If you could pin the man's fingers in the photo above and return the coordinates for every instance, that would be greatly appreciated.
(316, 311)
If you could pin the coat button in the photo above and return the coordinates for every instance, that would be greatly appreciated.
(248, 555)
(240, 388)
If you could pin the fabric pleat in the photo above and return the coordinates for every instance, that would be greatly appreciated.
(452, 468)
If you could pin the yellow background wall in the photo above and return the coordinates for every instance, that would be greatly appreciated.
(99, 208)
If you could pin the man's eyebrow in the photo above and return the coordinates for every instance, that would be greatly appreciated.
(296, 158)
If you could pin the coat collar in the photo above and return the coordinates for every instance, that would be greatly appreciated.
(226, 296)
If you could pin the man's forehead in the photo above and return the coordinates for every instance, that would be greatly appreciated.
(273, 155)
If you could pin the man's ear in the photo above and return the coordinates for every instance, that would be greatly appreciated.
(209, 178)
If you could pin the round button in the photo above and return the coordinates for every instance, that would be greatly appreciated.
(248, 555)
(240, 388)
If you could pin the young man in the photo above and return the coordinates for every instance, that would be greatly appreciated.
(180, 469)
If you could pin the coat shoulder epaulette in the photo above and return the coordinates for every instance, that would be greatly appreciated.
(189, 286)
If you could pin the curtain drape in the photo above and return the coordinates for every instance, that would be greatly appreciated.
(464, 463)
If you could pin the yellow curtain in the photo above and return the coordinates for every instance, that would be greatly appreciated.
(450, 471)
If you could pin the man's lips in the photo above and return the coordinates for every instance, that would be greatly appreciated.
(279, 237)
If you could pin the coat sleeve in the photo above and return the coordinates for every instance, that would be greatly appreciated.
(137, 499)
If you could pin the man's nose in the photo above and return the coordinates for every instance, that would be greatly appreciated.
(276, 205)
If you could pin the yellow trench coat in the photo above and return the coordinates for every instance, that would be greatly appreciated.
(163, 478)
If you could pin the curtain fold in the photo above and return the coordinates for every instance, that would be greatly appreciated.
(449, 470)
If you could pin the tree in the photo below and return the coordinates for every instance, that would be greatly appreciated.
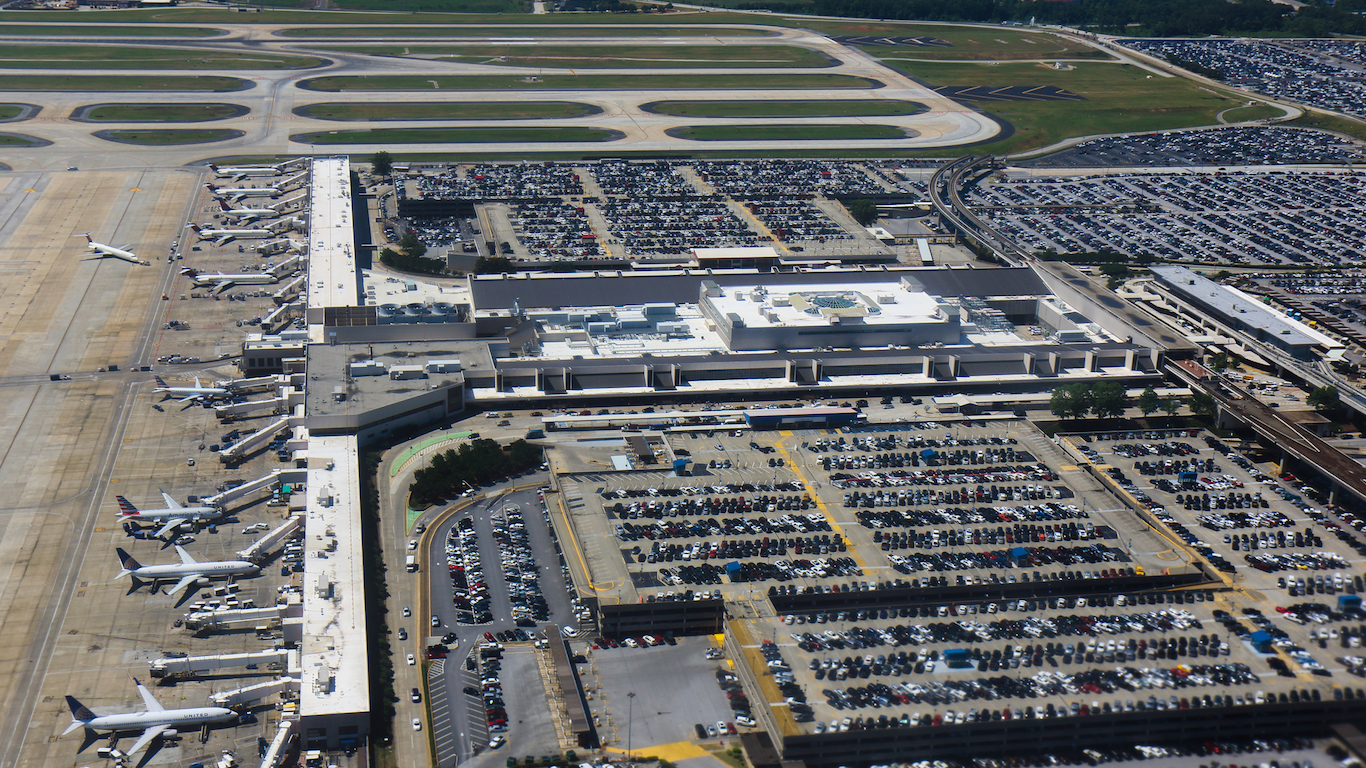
(1324, 398)
(1070, 401)
(381, 163)
(1109, 399)
(862, 211)
(1202, 403)
(1148, 401)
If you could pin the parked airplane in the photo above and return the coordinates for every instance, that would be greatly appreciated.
(223, 282)
(109, 250)
(170, 518)
(196, 392)
(238, 174)
(235, 194)
(247, 213)
(189, 571)
(223, 237)
(155, 722)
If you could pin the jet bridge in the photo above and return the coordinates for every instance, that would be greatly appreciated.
(268, 541)
(254, 692)
(190, 666)
(250, 443)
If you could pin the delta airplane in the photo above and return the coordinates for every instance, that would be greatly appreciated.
(196, 392)
(170, 518)
(238, 174)
(223, 237)
(247, 213)
(235, 194)
(189, 571)
(109, 250)
(155, 722)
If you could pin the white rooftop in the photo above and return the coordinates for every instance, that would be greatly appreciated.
(332, 273)
(335, 678)
(814, 304)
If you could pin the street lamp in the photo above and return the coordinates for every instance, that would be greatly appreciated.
(630, 720)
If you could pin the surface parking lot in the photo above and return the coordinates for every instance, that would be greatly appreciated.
(1284, 217)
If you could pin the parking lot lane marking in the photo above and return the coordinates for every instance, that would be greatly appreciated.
(820, 504)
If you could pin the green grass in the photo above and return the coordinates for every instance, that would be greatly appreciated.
(171, 135)
(485, 32)
(163, 112)
(1119, 99)
(1329, 123)
(583, 82)
(126, 58)
(75, 30)
(608, 56)
(823, 108)
(458, 135)
(108, 84)
(786, 133)
(445, 111)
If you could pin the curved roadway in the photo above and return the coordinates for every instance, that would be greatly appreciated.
(276, 93)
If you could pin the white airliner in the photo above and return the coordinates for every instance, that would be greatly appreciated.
(235, 194)
(187, 394)
(189, 571)
(238, 174)
(109, 250)
(224, 282)
(247, 213)
(170, 518)
(223, 237)
(155, 722)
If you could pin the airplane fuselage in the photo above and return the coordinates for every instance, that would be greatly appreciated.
(193, 716)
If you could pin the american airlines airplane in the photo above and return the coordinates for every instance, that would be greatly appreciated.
(109, 250)
(187, 570)
(238, 174)
(235, 194)
(155, 722)
(196, 392)
(172, 517)
(247, 213)
(223, 237)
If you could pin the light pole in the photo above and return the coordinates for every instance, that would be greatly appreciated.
(630, 720)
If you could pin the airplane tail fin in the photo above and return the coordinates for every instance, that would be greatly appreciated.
(129, 562)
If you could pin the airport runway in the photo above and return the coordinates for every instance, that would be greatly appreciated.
(276, 93)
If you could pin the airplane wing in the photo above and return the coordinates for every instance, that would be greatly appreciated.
(148, 700)
(146, 738)
(187, 581)
(171, 525)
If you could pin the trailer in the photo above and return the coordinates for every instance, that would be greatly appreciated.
(243, 447)
(190, 666)
(268, 541)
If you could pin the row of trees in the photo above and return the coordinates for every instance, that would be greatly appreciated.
(477, 462)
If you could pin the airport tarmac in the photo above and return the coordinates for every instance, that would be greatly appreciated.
(276, 93)
(67, 447)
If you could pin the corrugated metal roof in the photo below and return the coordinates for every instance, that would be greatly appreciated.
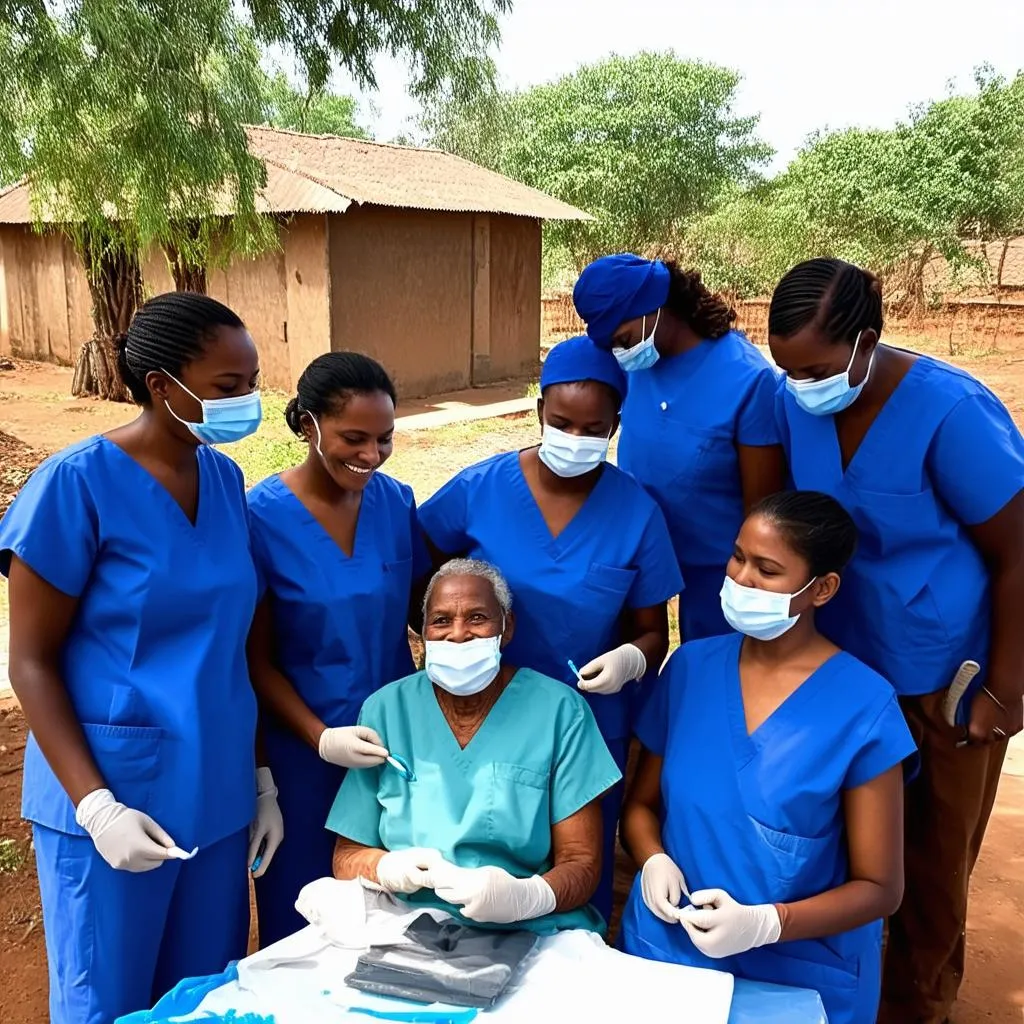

■ ■ ■ ■ ■

> _Required task_
Retype the records from the line containing "If you could pin the airplane tail" through the end of the records, with both ends included and the pictures left out.

> _Complete response_
If you could pin the airplane tail fin in the photo above and return the coordinates for every instance, that would be greatly appreciated.
(129, 562)
If you could pin the airport runway in the photo above and return the coordinates for every instance, that would be greatly appreciated.
(276, 93)
If you could pin the airplane wing in the photo above and return the coordinates for every instance, that would be greatly appreciated.
(148, 700)
(146, 738)
(187, 581)
(171, 525)
If you could pin the trailer in the photo above and return the coordinates for every instance, that would be greatly appreciated.
(243, 447)
(190, 666)
(268, 541)
If you could pin the row of trees in the photo above and return the coordinates for every instance, that would be greatly appreciated.
(477, 462)
If you could pin the airport tarmac in the photo above and return the coordinates for every instance, that would be greatly appreciated.
(276, 93)
(67, 447)
If you could pin the corrugated metal roof in the photo below and return the coordinates for every instance, that would be greatly appreciated.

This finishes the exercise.